DOCUMENT EXCERPT:
If I’m being honest… there is so much in this week to be excited about, and yet, there is still a little lingering dread. Maybe a lot.

Kauai.

For the most part, I am super excited about leaving the world behind on Tuesday, spending some much needed time on the beach, listening to the waves, feet in sand, butt in cabana, book in hand. And yet, there’s just no escaping the very real and still painful awareness that you won’t be there with me.

It sucks.

I have closure, believe me, you gave that to me in spades, and yet this is one more reminder that we’re not us. Really, the progress I’ve made in the past two ish weeks has been so good for me. There’s little crying, very little, and on the occasion that it catches me, it’s brief. I’m glad for that. But the very sad very real fact remains that this vacation was going to be our first real vacation together. And I’ll grieve that it’s not.

I believe Sheritta and I will have an amazing time, and I really need to think on how to be sure I am filling time wisely, without being stuck in my head, without constant lamentation, without wishing for something that doesn’t exist and will never be. Because as glorious as doing nothing sounds, doing nothing gives me time to be alone in my head, and we all know what happens when I spend too much time alone in my head. Facebook Live happens. I need things that keep me from missing you.

It’s funny to still miss you.

Or the thought of “you.”

(Stored data entries)
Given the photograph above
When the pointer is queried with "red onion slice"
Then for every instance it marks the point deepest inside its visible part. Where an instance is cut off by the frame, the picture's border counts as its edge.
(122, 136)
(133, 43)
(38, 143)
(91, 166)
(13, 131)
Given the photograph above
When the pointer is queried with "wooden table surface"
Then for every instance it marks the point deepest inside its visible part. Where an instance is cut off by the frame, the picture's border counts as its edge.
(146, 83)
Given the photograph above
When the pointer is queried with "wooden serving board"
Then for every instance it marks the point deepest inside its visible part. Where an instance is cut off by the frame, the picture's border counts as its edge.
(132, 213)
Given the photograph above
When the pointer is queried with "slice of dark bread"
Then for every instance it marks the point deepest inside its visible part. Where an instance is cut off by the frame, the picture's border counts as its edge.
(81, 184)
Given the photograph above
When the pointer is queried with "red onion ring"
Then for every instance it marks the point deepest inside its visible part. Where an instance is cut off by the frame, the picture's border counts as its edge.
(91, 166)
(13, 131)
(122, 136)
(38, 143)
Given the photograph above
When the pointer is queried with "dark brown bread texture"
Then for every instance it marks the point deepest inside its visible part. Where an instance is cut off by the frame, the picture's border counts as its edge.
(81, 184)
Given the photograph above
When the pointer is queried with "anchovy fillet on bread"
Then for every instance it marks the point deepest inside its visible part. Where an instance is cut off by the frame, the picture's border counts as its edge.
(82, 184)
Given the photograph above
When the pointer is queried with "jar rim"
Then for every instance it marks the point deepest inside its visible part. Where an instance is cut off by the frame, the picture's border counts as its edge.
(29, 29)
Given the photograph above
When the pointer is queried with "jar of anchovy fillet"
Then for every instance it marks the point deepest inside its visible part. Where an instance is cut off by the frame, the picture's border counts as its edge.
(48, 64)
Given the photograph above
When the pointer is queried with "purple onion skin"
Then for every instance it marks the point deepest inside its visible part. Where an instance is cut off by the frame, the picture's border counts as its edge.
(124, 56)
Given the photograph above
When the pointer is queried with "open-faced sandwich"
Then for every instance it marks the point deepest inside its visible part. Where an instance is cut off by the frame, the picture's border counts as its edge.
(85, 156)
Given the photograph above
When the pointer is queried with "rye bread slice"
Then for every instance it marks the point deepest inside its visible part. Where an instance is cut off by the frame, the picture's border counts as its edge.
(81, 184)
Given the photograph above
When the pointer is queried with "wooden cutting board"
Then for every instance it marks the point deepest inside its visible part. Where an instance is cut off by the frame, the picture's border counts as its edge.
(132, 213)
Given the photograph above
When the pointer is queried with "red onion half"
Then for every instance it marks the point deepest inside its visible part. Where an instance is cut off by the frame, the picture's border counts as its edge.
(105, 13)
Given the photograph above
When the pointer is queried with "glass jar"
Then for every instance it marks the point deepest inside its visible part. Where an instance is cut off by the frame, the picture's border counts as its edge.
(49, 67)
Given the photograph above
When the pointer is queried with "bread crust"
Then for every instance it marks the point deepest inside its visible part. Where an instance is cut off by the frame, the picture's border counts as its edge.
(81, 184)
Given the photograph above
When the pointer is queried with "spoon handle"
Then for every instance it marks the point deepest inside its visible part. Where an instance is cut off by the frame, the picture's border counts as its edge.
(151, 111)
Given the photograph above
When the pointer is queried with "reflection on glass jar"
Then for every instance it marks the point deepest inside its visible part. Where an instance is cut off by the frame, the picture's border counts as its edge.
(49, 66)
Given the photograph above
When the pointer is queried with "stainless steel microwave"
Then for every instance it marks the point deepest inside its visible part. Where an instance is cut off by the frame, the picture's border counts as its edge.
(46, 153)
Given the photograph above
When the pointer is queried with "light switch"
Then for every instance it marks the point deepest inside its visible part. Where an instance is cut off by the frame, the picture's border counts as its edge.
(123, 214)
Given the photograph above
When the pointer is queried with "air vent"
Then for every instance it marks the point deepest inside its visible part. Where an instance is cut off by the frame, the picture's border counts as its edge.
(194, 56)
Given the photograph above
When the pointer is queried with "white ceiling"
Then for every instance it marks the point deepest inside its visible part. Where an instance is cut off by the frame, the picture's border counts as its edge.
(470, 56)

REQUIRED WORK:
- a) Translate the following sentence from the Kauai reflection into Spanish: "I need things that keep me from missing you."
- b) Reproduce the portion of the Kauai reflection between "If I’m being" and "there with me.", inclusive.

ANSWERS BELOW:
- a) Necesito cosas que me impidan extrañarte.

- b)
If I’m being honest… there is so much in this week to be excited about, and yet, there is still a little lingering dread. Maybe a lot.

Kauai.

For the most part, I am super excited about leaving the world behind on Tuesday, spending some much needed time on the beach, listening to the waves, feet in sand, butt in cabana, book in hand. And yet, there’s just no escaping the very real and still painful awareness that you won’t be there with me.